During 2020, we made significant progress on our business goals. Our innovative technology enables distributed assets to function optimally in multiple applications. Our solutions meet the needs of an ongoing paradigm shift in the power, energy, and transportation industries to address the need for economic optimization and energy security, while meeting sustainability goals.



2020 results showcase the best year in the Company's history, setting the stage
for meaningful future growth. These results include the following achievements
that impacted executive compensation for the fiscal year ending September 30,
2020:

        º Revenues more than doubled compared to the prior year, while
          navigating a global pandemic
        º The Company successfully listing on Nasdaq
        º Acquisition and integration of two companies that are cash flow
          positive
        º Stock price improvement over the prior 12 months
        º Software, service and related revenues have increased to be a larger
          percentage of total revenues to resulting in gross margin increasing
          significantly since October 2019
        º Significantly improved cash balance and balance sheet

Setting Executive Compensation

The Compensation Committee is responsible for reviewing, and recommending to the Board for approval, the compensation of our executive officers, including our named executive officers. The Compensation Committee is composed entirely of non-employee directors who are "independent" as that term is defined in the applicable Nasdaq Rules. In making its recommendations regarding executive compensation, our Compensation Committee annually reviews the performance of our executives with our Chief Executive Officer, and our Chief Executive Officer makes recommendations to our Compensation Committee with respect to the appropriate base salary, annual incentive bonuses and performance measures, and grants of long-term equity incentive awards for each of our executives.

Tasks:
(A) Translate this sentence from the passage on the company's 2020 results and executive pay into Spanish: "Our innovative technology enables distributed assets to function optimally in multiple applications."
(B) Extend the passage on the company's 2020 results and executive pay, starting after its final sentence about the Chief Executive Officer's recommendations to the Compensation Committee.

Data records:
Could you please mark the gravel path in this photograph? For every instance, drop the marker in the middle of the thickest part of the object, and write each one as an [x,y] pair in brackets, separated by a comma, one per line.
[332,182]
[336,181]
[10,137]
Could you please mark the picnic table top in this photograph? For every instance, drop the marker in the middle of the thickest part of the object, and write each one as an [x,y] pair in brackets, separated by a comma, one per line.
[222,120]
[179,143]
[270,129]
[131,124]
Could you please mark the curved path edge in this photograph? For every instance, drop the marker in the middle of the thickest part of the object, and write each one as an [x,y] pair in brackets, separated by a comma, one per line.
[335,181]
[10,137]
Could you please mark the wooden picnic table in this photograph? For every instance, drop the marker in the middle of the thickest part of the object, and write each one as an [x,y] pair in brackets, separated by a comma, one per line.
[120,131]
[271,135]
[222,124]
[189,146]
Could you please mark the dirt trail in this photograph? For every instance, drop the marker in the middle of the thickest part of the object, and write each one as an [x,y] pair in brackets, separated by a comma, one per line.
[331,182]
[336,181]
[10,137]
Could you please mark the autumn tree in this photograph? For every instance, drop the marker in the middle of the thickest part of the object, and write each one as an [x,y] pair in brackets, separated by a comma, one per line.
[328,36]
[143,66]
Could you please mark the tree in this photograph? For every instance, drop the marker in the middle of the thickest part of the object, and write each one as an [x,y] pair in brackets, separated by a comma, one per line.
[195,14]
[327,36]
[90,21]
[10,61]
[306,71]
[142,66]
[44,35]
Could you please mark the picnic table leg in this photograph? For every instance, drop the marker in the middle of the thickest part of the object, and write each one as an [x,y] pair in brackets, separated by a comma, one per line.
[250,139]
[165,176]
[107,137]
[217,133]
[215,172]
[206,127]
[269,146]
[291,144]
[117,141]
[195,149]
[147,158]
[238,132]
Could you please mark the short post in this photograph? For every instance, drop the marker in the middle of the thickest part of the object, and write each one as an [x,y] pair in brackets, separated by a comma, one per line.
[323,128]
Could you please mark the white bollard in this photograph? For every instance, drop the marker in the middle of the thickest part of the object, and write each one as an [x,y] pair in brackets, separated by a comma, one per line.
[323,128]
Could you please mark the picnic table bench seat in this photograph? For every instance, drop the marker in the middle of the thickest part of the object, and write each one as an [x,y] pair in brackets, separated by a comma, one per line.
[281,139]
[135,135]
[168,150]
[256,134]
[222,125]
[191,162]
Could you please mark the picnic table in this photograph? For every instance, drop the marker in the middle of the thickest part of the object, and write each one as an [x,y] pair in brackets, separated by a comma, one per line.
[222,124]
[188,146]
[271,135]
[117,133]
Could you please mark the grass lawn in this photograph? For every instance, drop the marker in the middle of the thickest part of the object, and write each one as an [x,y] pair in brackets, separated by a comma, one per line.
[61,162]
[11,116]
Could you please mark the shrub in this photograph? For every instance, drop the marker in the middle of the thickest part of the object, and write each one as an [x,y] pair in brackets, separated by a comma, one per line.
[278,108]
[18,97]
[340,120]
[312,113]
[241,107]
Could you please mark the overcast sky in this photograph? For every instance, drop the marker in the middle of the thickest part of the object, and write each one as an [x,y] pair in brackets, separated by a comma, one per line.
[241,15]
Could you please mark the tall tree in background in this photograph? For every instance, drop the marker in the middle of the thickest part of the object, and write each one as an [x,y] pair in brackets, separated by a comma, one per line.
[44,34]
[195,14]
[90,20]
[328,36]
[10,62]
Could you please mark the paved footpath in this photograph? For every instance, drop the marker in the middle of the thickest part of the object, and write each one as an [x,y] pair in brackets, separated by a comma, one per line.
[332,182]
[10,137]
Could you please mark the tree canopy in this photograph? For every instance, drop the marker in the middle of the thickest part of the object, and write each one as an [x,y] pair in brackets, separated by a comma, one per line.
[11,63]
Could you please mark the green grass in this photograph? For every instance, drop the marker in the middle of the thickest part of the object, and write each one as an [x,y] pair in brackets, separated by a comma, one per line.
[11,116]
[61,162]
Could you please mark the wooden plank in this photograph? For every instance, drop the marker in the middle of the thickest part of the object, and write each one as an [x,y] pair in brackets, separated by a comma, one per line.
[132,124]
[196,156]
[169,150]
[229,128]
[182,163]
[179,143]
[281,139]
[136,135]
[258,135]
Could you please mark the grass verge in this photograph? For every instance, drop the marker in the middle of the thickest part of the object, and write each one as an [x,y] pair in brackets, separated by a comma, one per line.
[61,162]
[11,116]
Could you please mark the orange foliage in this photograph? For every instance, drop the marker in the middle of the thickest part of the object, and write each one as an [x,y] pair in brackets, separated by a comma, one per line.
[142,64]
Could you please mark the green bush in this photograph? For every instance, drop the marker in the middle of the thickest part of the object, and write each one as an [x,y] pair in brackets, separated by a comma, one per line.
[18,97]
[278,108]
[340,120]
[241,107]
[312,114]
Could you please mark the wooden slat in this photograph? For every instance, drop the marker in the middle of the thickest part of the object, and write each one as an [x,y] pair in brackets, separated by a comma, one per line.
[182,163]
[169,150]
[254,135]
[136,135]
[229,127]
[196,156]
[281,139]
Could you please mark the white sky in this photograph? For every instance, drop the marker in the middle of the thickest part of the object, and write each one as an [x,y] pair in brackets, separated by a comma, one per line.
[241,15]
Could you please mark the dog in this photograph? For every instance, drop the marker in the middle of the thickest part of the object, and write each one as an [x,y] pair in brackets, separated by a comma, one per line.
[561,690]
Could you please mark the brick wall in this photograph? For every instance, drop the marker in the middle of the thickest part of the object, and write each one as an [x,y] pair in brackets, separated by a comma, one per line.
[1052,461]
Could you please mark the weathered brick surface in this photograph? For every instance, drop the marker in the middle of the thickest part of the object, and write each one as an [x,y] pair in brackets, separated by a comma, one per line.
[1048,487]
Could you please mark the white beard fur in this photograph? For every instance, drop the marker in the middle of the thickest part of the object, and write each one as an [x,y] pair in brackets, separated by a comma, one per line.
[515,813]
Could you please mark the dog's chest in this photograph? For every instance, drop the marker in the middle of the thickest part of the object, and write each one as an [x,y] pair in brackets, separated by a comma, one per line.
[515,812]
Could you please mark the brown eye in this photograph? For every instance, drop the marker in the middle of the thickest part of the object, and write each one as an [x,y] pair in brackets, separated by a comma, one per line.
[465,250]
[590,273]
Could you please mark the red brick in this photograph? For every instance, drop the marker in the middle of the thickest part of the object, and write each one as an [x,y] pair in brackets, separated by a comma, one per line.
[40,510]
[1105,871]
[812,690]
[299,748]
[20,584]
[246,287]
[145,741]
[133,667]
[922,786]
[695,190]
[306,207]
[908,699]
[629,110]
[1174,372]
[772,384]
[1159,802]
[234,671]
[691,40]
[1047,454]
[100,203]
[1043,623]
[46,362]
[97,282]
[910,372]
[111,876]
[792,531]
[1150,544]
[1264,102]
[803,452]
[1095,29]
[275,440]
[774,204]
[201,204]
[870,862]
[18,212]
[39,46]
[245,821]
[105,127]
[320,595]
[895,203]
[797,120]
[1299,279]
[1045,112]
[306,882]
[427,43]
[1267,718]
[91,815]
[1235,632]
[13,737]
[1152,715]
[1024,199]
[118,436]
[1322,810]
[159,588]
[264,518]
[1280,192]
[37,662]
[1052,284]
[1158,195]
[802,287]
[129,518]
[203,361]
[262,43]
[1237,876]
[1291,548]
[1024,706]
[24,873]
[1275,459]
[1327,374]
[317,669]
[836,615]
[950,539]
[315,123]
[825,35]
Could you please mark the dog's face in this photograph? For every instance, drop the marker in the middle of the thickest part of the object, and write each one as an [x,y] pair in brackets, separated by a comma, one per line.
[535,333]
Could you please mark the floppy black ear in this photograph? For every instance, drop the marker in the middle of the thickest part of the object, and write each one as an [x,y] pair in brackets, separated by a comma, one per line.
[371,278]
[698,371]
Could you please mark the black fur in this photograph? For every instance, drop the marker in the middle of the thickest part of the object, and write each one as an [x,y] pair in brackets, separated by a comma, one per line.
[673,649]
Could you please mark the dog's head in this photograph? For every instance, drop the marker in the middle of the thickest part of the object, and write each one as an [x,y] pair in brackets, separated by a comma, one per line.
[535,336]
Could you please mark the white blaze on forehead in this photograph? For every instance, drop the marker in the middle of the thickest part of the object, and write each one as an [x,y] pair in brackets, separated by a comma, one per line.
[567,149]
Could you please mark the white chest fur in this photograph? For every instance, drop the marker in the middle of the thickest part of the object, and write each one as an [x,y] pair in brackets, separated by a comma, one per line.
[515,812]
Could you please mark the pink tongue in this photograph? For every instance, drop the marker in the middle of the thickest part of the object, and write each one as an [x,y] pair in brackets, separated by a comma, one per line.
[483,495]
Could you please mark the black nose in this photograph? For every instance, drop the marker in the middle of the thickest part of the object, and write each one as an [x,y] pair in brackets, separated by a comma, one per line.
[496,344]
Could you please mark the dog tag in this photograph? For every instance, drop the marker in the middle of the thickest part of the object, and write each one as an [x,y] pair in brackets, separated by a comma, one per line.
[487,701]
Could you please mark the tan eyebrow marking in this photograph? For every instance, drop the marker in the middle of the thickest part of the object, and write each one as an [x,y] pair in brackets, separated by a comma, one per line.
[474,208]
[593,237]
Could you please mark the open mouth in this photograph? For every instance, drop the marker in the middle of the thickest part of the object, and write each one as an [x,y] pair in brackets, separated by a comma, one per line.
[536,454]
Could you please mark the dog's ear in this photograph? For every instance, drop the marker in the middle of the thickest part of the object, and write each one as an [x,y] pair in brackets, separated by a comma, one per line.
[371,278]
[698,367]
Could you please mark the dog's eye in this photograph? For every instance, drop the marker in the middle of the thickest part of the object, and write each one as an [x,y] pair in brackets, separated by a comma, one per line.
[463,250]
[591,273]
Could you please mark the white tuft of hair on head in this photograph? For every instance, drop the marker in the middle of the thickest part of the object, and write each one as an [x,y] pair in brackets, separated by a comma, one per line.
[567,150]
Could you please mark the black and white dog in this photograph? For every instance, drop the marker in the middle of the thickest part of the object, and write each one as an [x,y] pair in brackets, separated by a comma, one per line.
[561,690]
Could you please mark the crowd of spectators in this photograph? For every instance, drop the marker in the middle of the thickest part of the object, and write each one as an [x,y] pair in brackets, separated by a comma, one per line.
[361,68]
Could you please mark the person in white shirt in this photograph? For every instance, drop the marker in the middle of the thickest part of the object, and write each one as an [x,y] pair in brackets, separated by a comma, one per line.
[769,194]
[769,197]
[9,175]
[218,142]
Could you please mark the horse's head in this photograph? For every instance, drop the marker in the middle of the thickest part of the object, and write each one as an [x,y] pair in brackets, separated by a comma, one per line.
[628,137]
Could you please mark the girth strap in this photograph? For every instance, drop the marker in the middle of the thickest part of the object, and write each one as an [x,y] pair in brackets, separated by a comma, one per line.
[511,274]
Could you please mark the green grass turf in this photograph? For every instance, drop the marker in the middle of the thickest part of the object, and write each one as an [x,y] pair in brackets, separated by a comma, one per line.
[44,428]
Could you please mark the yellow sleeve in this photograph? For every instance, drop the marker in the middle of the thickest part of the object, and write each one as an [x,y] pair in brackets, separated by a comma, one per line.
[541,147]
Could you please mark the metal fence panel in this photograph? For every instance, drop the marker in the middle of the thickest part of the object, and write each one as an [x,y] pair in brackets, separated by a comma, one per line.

Set of answers:
(A) Nuestra tecnología innovadora permite que los activos distribuidos funcionen de manera óptima en múltiples aplicaciones.

(B)
The Compensation Committee makes its determination regarding executive compensation and then makes a recommendation to the Board for approval. The Board discusses the Compensation Committee's recommendations ultimately approves the compensation of the executive officers.

In setting executive base salaries and bonuses and granting equity incentive awards, the Compensation Committee and the Board consider compensation for comparable positions in the market, the historical compensation levels of our executives, individual performance as compared to our expectations and objectives, our desire to motivate our employees to achieve short- and long-term results that are in the best interests of our stockholders, and a long-term commitment to our Company. We generally target a competitive position, based on independent third-party benchmark analytics to inform the mix of compensation of base salary, bonus or long-term

Comparing Compensation to Market Benchmarks

In evaluating the total compensation of our named executive officers, our Compensation Committee, our Compensation Committee uses data from the Radford Global Technology executive compensation survey (the "Radford Survey"), to evaluate the competitive market when formulating its recommendation for the total direct compensation packages for our executive officers. The Radford Survey provides compensation market intelligence and is widely used within the technology industry.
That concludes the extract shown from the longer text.